Fred, one possibility would be that the bug existed but wasn’t noticeable until changes in an updated version of Windows have been made (it’s actually pretty probable because Raymond wrote "Application Compatibility") – so the users of the program would have said "Windows update broke my program!". Which would not be good.
Since obviously the company’s still doing active development on the product, I wonder how they (would|have) respond[ed] to the notification that their program is very buggy.
Fred: that’s why developers should (IMO) be using Application Verifier — it’ll tell you when you’re doing stuff that shims have been written for in the past. It’ll also tell you when you’re doing lots of other problematic things.
http://www.microsoft.com/technet/prodtechnol/windows/appcompatibility/appverifier.mspx
Unfortunately it’s not part of Visual Studio, so most people probably don’t even know it exists…
Is a valid attack vector. Maybe not quite as exploitable as a buffer overflow, but it is exploitable. (For a while, I didn’t think so, but I was wrong. I was given a few high-priority bugs found by an external security researcher in a product I worked on that involved heap corruption.) That might be the right hammer to hit the party at fault with.
Sometimes I wish I worked on an important/popular application. I would go out of my way to do bad things (such as corrupting the heap) just to get some kind of sick pleasure out of knowing somebody at Microsoft was working hard on fixing my "mistakes".
… so… um… doesn’t this mean that the compatibility fix was just inadequately tested?
"… so… um… doesn’t this mean that the compatibility fix was just inadequately tested?"
No, it means the program was a piece of junk.
Maurits,
You fail programming 101. Just as you can’t prove that software of any significant size has no bugs, you can’t prove that a shim for software of any significant size will fix the problem.
I tried to use Application Verifier, but it was to hard to install. If you (as an official representative of microsoft) want people to use it, please make it easier to install & use.
Yes. Raymond, could you personally make app verifier easier to use? Also, maybe you could buy me some coffee. And wash my car. :)
Thanks!
@coming soon:
How hard is it? I’ve used it a lot recently. It’s nice and GUI-enabled, and the defaults are pretty sensible. Just select your EXE(s), turn on all the checks and let ‘er rip. Is there something specific that’s troubling you?
—
"… so… um… doesn’t this mean that the compatibility fix was just inadequately tested?"
No, it means the program was a piece of junk.
—
Seems to mean both to me. True, the program was obviously a piece of junk, but the compatibility fix also can’t have been adequately tested, since it didn’t actually fix (all) the heap corruption that occurred.

= = = = =

### SHORT TASK 1
Quote the compatibility-shim thread word for word, starting at "I tried to use" and ending at "wash my car. :)".
### SHORT TASK 2
Write the next part of the compatibility-shim thread, starting after its last comment.

### RECORD EXCERPTS
= = = = =

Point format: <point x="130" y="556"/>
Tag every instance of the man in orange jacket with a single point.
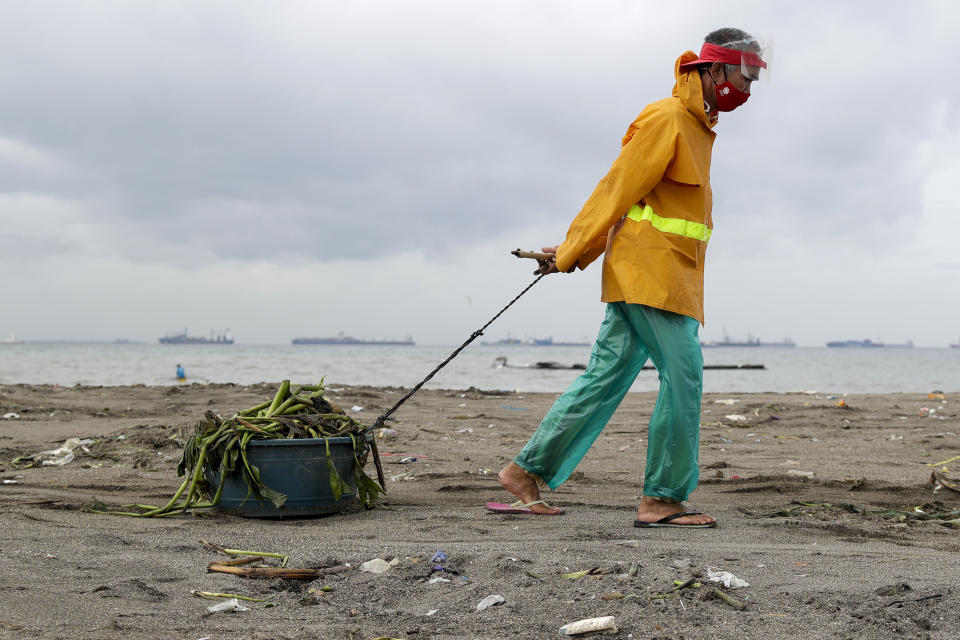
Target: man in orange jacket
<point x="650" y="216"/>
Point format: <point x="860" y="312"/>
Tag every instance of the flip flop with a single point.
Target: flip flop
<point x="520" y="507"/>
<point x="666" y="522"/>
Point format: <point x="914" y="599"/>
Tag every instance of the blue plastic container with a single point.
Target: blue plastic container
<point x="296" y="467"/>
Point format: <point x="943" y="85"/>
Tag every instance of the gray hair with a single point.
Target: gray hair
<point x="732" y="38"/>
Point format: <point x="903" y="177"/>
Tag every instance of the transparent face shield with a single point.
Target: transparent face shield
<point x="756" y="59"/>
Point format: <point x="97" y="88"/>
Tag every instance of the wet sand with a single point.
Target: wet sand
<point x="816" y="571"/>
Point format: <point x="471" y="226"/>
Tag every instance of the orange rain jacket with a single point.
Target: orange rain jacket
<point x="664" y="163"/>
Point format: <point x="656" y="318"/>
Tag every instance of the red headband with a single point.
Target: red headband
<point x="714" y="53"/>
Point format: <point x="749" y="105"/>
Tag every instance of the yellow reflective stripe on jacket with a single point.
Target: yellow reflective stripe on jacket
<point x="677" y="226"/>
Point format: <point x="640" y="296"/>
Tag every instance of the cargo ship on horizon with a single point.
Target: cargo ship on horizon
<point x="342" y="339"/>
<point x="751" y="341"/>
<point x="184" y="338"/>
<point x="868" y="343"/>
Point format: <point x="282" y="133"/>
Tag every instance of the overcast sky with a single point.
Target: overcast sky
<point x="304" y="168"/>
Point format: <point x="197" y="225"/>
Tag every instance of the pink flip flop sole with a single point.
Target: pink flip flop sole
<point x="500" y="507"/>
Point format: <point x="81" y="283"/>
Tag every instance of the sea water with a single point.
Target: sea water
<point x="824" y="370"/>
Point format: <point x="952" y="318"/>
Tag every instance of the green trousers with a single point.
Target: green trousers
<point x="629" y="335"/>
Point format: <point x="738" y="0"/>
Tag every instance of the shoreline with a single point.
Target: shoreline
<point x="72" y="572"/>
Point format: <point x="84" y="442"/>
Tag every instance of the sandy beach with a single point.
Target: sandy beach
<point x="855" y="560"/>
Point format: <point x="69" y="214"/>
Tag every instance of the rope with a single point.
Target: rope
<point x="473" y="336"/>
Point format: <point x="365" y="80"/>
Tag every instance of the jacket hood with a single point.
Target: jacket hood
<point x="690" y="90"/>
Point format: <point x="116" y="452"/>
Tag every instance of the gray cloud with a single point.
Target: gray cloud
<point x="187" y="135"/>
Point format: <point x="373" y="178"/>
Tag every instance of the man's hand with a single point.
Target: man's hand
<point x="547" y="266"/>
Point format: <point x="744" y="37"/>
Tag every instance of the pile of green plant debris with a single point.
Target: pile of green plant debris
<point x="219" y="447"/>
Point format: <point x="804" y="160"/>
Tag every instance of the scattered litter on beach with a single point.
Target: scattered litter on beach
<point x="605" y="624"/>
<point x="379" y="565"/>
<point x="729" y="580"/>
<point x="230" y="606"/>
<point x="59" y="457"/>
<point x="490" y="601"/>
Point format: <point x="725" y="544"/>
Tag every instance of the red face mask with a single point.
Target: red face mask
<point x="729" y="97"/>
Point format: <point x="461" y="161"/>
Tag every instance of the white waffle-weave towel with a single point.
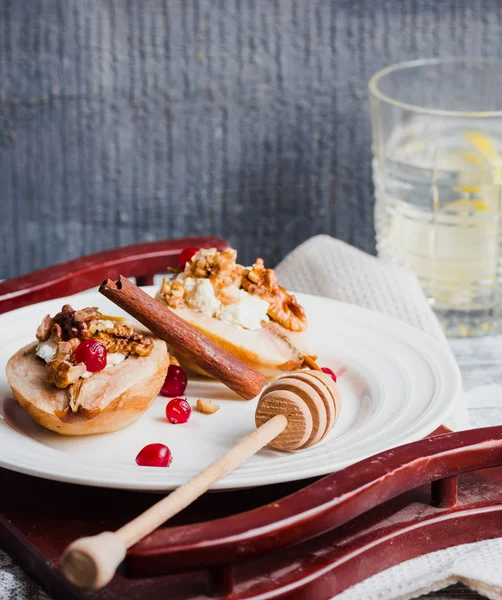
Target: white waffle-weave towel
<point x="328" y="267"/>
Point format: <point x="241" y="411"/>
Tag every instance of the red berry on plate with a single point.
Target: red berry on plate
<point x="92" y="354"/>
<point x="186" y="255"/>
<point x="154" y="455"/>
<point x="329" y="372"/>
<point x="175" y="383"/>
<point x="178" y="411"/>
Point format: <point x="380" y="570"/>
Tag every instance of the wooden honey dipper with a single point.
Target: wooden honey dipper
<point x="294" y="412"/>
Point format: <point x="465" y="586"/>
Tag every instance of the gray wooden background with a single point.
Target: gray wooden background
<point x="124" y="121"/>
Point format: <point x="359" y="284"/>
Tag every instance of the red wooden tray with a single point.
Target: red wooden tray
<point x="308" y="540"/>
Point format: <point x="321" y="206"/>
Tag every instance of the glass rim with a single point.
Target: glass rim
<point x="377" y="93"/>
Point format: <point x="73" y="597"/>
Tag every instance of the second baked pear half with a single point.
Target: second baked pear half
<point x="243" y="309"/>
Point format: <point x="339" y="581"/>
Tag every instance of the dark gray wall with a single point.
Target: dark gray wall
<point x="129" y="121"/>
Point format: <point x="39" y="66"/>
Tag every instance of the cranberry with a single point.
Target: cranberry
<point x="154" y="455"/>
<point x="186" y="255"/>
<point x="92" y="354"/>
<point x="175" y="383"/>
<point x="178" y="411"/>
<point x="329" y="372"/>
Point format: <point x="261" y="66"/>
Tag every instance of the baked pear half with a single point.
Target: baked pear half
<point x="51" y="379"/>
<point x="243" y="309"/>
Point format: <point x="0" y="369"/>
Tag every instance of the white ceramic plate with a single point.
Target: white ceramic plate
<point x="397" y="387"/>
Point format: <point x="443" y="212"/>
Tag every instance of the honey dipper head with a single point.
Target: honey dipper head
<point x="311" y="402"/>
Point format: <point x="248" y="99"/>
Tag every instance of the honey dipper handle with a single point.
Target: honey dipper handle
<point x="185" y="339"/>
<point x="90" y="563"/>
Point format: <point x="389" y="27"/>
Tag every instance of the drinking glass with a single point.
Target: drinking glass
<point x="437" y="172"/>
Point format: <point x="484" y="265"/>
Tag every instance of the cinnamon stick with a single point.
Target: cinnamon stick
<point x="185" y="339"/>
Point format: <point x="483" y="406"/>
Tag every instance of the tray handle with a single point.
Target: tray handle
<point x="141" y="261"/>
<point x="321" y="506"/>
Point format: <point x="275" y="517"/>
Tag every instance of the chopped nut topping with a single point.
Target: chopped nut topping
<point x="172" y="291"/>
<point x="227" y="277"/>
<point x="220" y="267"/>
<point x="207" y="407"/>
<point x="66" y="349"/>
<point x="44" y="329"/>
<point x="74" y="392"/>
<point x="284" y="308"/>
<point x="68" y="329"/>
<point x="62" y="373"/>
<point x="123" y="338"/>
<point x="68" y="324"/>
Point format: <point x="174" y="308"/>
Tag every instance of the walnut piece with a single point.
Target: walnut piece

= = = = =

### TASK RESULT 1
I tried to use Application Verifier, but it was to hard to install. If you (as an official representative of microsoft) want people to use it, please make it easier to install & use.
Yes. Raymond, could you personally make app verifier easier to use? Also, maybe you could buy me some coffee. And wash my car. :)

### TASK RESULT 2
While there is a chance that MS didn’t test the shim well enough, I think it is far more likely that it is just a simple question of scalable testing.
I would be quite shocked if MS has the resources to do extensive testing on every application that requires shims.
Lets say that the second issue would only happen in 1% of the usage patterns for the given application. Most applications of any size have millions of different usage patterns. (If you think I am off my rocker, take a look at all the bug reports that detail complex reproduction steps.) If MS created 100 test cases, there is still a 36% chance that the 1% of the usage patterns that show the failure never happen during testing. (Assuming pure random)
Now the OS goes into beta testing. You now have real people who use the application for their work. Even with just a magnitude change in the number of usage patterns (i.e. 1000), the chance of seeing the bug increases dramatically to 99.006%. Another magnitude increase to 10000 results in a chance of NOT seeing the problem to 2.248e-42.
Surprised the "official representative of microsoft" comment was allowed to go past uncommented on. Though I think it was directed at BrianK, not Raymond.
It is such a shame that this world is not one in which we can name and shame without repercussions – I’d love for MS to put up a big list of "guilty" programs. It might well shame people into coding stuff right. If they included guilty MS programs in the list, nobody could complain they were biased… but I still think it’s an idea which would never fly.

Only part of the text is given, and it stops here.